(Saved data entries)
▽
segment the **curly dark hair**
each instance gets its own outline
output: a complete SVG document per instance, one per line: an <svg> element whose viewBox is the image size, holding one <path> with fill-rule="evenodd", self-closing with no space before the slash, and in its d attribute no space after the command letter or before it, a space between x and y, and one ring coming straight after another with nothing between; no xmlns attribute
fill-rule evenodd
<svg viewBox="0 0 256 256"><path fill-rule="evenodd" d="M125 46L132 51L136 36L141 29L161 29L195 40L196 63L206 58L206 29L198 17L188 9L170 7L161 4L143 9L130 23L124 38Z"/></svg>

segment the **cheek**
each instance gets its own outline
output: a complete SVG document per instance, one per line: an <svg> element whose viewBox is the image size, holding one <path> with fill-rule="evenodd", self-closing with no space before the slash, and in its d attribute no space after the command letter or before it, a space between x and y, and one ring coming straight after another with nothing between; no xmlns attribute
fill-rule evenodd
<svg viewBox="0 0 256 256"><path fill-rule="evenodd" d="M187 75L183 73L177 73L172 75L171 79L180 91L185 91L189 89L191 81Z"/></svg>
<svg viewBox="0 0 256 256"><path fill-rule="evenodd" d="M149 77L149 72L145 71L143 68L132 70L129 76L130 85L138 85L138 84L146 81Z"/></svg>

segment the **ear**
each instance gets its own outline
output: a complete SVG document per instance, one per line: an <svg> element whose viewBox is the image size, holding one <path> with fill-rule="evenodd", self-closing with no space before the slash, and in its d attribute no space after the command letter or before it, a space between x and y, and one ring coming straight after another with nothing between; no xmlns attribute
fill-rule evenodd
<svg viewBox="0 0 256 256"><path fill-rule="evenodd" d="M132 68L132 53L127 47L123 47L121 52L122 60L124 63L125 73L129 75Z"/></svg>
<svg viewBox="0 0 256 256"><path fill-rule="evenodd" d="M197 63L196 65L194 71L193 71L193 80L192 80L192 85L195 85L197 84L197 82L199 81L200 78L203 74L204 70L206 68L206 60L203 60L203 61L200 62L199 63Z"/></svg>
△
Please convert every line of the listing above into a JSON list of strings, with one string per line and blank lines left out.

_Finished task_:
[
  "segment the **curly dark hair**",
  "each instance gets its own outline",
  "output: a complete SVG document per instance, one per line: an <svg> element whose viewBox is the image size, holding one <path> with fill-rule=\"evenodd\", self-closing with no space before the slash, and in its d attribute no space after the command letter or before it, a space between x and y, and one ring coming straight after another with nothing between; no xmlns attribute",
  "fill-rule evenodd",
  "<svg viewBox=\"0 0 256 256\"><path fill-rule=\"evenodd\" d=\"M125 46L132 51L136 36L141 29L161 29L195 40L196 63L206 58L206 29L198 17L188 9L170 7L161 4L143 9L130 23L124 38Z\"/></svg>",
  "segment the **cheek**",
  "each instance gets its own outline",
  "output: a complete SVG document per instance, one per line: an <svg> element whose viewBox is the image size, holding one <path> with fill-rule=\"evenodd\", self-closing with no space before the slash, and in its d attribute no space after the command letter or before it, a space between x and y, and one ring coming straight after another with nothing between; no xmlns attribute",
  "fill-rule evenodd",
  "<svg viewBox=\"0 0 256 256\"><path fill-rule=\"evenodd\" d=\"M187 75L183 73L177 73L172 75L171 79L180 91L185 91L189 89L191 81Z\"/></svg>",
  "<svg viewBox=\"0 0 256 256\"><path fill-rule=\"evenodd\" d=\"M149 77L149 72L145 71L143 68L132 70L129 76L130 85L138 85L138 84L146 81Z\"/></svg>",
  "segment the **ear**",
  "each instance gets its own outline",
  "output: a complete SVG document per instance, one per line: an <svg> element whose viewBox is the image size, holding one <path> with fill-rule=\"evenodd\", self-closing with no space before the slash, and in its d attribute no space after the command letter or before it, a space between x and y, and one ring coming straight after another with nothing between; no xmlns attribute",
  "fill-rule evenodd",
  "<svg viewBox=\"0 0 256 256\"><path fill-rule=\"evenodd\" d=\"M132 68L132 53L127 47L123 47L121 52L122 60L124 63L125 73L129 75Z\"/></svg>",
  "<svg viewBox=\"0 0 256 256\"><path fill-rule=\"evenodd\" d=\"M197 63L196 65L194 71L193 71L193 80L192 80L192 85L195 85L197 84L197 82L199 81L200 78L203 74L204 70L206 68L206 60L203 60L203 61L200 62L199 63Z\"/></svg>"
]